_Material to process_
- - - - -

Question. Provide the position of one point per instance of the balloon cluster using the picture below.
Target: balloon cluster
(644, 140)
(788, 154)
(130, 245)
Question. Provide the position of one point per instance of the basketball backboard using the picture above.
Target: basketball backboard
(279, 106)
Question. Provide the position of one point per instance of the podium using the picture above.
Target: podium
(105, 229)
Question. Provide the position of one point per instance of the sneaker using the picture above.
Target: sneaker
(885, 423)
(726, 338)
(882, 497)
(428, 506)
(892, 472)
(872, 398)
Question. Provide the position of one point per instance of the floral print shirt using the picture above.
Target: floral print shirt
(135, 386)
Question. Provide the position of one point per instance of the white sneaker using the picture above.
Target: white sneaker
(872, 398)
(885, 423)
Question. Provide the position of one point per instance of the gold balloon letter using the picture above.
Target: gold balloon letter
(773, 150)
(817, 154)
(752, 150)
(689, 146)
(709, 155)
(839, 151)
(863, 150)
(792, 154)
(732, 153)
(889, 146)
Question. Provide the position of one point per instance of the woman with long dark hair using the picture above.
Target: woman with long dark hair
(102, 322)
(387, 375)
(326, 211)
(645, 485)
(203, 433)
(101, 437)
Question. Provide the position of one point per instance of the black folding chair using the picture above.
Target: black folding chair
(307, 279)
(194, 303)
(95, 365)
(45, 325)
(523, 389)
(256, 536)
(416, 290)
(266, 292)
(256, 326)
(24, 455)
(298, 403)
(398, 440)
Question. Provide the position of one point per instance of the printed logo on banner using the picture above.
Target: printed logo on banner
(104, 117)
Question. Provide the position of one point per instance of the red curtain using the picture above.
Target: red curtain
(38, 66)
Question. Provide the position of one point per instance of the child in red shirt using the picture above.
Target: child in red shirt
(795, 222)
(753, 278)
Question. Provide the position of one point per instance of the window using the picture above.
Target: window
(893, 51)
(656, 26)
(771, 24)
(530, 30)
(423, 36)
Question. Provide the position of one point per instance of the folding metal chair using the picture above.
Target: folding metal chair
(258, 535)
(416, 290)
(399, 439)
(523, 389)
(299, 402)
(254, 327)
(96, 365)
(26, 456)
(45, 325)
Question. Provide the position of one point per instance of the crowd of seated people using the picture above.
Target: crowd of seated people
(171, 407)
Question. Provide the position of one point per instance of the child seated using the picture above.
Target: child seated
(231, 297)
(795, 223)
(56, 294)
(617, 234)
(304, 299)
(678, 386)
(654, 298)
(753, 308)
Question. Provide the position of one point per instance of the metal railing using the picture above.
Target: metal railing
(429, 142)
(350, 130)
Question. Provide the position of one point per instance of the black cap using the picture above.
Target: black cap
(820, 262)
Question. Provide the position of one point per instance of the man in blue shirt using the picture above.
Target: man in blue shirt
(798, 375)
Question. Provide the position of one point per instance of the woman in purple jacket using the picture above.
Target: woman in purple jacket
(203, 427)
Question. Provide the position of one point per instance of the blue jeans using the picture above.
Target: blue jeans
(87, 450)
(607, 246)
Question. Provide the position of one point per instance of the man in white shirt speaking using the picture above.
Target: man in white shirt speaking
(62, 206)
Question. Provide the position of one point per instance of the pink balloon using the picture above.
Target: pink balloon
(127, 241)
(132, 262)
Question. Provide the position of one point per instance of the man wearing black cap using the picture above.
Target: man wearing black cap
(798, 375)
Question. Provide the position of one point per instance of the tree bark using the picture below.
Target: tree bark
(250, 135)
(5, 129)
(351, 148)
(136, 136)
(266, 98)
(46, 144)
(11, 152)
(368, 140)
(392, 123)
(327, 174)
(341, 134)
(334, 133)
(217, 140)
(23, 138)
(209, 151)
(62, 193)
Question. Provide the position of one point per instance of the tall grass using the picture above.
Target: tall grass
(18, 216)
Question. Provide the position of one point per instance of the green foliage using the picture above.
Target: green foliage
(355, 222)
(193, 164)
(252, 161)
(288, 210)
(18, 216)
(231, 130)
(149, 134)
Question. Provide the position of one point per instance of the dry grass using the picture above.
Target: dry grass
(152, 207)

- - - - -

Reproduce verbatim the lines beginning with the line that contains "tall grass using the picture above." and continuing through the final line of the rows.

_Response_
Question. Provide the position of one point per instance of the tall grass using the picture above.
Target: tall grass
(18, 216)
Question. Provide the position of one point per instance of the green foliage using the picture above.
Target: green foliage
(355, 222)
(193, 164)
(252, 161)
(288, 210)
(18, 216)
(231, 130)
(149, 134)
Question. Provide the position of one point per instance of the dry grass using the picture above.
Target: dry grass
(152, 207)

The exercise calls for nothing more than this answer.